Transcribe the listing word for word.

━━ Records for the task

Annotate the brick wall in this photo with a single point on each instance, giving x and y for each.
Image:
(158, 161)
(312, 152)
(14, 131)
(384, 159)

━━━━

## Reply
Annotate the brick wall in this photo with a single point on each instance, giving x and y for each.
Image:
(158, 161)
(312, 152)
(14, 131)
(384, 159)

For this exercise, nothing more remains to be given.